Please show each line of the listing below that contains the string "truck", treating uppercase and lowercase as different.

[Rows from a dataset]
--------------------------------------------------

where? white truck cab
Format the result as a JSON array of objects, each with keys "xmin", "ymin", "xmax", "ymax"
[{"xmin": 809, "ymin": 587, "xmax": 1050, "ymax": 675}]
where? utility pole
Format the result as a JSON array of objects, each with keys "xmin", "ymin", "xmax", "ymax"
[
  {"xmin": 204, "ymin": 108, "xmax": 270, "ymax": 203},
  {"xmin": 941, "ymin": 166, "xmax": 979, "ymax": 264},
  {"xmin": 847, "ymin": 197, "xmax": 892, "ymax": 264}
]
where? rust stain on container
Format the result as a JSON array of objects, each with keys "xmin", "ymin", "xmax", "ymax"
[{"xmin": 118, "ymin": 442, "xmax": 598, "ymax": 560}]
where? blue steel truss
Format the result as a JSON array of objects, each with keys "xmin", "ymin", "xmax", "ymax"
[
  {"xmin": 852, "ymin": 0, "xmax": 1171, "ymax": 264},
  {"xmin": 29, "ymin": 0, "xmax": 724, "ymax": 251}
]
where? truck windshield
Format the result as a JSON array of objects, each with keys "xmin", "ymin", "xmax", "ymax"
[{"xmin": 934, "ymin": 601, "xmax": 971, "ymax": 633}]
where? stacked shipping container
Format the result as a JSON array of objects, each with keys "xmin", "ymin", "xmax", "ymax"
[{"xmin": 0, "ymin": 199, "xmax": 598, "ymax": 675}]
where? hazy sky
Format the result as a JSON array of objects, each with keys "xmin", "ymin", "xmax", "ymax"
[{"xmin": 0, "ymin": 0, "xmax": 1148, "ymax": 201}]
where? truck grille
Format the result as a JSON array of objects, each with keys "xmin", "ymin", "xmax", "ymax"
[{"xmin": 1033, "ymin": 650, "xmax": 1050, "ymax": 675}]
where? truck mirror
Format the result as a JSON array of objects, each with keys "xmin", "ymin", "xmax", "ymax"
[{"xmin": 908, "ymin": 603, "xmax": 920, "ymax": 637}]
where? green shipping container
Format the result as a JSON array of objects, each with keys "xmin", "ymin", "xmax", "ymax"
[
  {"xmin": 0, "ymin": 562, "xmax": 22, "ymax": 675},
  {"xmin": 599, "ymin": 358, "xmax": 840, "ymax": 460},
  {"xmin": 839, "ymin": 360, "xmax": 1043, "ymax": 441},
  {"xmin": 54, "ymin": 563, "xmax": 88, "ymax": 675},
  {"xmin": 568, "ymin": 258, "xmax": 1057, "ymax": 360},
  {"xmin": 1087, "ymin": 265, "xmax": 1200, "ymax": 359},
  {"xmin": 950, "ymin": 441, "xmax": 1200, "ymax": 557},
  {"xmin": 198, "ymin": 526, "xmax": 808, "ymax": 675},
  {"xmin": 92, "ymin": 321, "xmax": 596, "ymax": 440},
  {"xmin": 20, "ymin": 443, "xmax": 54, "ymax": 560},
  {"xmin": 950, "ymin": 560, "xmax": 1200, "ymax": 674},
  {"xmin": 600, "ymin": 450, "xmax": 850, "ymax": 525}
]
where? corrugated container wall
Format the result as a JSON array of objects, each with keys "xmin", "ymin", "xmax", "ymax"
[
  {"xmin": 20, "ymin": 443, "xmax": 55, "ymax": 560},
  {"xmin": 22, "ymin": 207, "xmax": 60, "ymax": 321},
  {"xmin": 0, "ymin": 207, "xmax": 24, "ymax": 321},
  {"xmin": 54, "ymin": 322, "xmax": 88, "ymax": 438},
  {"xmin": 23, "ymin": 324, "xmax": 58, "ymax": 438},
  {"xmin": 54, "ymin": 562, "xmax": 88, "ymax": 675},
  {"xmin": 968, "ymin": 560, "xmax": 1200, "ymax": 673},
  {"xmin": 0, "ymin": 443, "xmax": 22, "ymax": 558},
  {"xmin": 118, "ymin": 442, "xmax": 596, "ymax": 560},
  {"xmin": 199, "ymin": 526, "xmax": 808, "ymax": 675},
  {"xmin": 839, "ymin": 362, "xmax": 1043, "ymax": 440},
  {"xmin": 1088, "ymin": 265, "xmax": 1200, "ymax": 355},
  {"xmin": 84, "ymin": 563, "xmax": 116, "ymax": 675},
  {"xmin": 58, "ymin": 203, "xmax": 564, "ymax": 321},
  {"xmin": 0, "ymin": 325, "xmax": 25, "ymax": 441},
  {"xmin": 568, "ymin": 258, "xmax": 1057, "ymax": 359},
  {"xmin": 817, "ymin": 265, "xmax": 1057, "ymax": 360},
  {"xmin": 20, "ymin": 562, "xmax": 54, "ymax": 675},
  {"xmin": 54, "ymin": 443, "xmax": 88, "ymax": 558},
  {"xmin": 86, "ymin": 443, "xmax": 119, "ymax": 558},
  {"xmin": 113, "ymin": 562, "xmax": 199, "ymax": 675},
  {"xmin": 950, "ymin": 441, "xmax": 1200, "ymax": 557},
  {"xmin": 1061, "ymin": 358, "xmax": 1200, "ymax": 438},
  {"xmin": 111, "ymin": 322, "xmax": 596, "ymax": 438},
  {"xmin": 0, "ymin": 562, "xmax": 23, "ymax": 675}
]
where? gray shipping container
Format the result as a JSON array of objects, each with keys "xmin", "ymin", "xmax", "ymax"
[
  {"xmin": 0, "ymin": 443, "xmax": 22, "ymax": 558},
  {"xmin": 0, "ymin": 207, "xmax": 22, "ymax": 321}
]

--------------------------------------------------

• REPLY
where? white truck cab
where? truck windshield
where? truck grille
where? truck mirror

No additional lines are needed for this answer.